TASK DESCRIPTION: Reproduce every line of the items below, from the line containing "Q: Where is a point on each instance of the leather" through the end of the items, including the lines that begin with "Q:", and raise each x and y coordinate in the answers by 125. Leave the picture out of your reply.

INPUT MATERIAL:
---+---
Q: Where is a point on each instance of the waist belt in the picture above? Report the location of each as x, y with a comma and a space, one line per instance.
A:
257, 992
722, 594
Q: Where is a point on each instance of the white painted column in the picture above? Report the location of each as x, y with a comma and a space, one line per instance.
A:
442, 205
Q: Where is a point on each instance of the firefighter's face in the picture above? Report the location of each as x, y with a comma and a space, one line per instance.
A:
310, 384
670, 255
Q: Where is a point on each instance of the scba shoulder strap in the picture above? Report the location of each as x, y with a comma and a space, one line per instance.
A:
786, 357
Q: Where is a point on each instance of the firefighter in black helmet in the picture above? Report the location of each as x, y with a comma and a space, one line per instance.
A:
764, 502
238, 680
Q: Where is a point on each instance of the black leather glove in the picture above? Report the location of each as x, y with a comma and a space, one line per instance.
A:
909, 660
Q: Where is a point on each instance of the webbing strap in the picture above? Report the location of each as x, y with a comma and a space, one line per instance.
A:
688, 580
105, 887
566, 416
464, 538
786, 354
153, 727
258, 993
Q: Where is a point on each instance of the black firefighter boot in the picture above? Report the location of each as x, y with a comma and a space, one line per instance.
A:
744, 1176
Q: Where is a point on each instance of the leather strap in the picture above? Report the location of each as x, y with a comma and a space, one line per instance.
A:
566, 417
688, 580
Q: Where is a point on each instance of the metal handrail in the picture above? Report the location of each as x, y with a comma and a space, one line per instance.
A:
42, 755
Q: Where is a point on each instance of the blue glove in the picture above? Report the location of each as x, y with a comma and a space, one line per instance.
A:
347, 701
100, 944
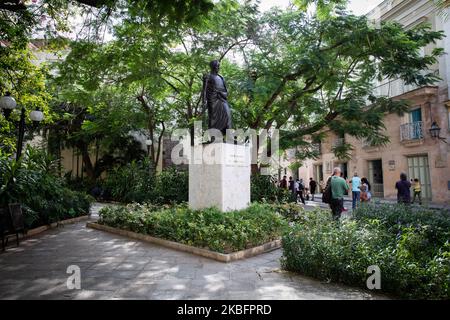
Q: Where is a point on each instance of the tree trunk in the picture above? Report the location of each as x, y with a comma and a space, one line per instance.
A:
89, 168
---+---
FINISHED ANSWER:
Q: Where is a point on each instance of the leather strap in the picture above? Report the location of each as x, y with a comma and a space, one line per instance.
A:
691, 542
813, 705
Q: Where is a point on each instance of the metal handrail in the picture above? Report the location of each as x, y with a comma and a space, one line per instance.
A:
167, 880
Q: Where is a point on each instance of the blue glove in the picture above? Report the location of each as x, y with a comma and a space, one line per instance.
A:
472, 826
225, 1069
Q: Where is a point on each instance of the tree trunk in the picture above? Report the location of each as x, y with a comma and a space, one line per instance.
A:
214, 293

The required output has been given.